> _Instructions to follow_
Reproduce the entries exactly, beginning with the line containing "One point goes on each instance of the seat" and ending with their last line, both included.

START Raw data

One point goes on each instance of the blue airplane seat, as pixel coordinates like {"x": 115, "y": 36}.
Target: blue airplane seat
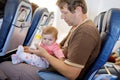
{"x": 50, "y": 19}
{"x": 110, "y": 34}
{"x": 39, "y": 18}
{"x": 99, "y": 20}
{"x": 15, "y": 24}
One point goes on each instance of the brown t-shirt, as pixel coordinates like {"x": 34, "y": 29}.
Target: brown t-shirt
{"x": 83, "y": 46}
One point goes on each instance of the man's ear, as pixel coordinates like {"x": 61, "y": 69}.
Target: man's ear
{"x": 78, "y": 9}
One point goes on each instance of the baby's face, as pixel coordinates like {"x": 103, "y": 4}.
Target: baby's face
{"x": 48, "y": 39}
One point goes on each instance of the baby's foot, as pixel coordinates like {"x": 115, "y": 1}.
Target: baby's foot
{"x": 15, "y": 59}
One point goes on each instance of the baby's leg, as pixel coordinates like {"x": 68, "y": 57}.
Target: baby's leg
{"x": 35, "y": 60}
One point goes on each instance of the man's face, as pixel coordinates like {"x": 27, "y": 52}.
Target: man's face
{"x": 69, "y": 17}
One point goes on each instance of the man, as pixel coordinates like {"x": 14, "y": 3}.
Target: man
{"x": 81, "y": 46}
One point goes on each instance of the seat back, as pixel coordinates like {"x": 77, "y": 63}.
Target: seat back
{"x": 39, "y": 18}
{"x": 99, "y": 21}
{"x": 15, "y": 25}
{"x": 50, "y": 19}
{"x": 110, "y": 34}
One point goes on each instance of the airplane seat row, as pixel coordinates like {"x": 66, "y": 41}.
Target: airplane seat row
{"x": 39, "y": 18}
{"x": 110, "y": 32}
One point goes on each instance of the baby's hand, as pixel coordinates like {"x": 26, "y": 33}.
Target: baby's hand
{"x": 27, "y": 49}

END Raw data

> _Result of this task_
One point goes on each instance of the seat back, as pixel coordinates like {"x": 77, "y": 63}.
Target: seat back
{"x": 39, "y": 18}
{"x": 99, "y": 21}
{"x": 15, "y": 25}
{"x": 50, "y": 19}
{"x": 110, "y": 34}
One point goes on each instance of the airplane seat row, as pixel coordinates like {"x": 66, "y": 41}.
Target: airplane seat row
{"x": 39, "y": 18}
{"x": 110, "y": 32}
One point goes on each instance of the baby's hand, as pixel coordinates like {"x": 26, "y": 33}.
Target: baby's hand
{"x": 27, "y": 49}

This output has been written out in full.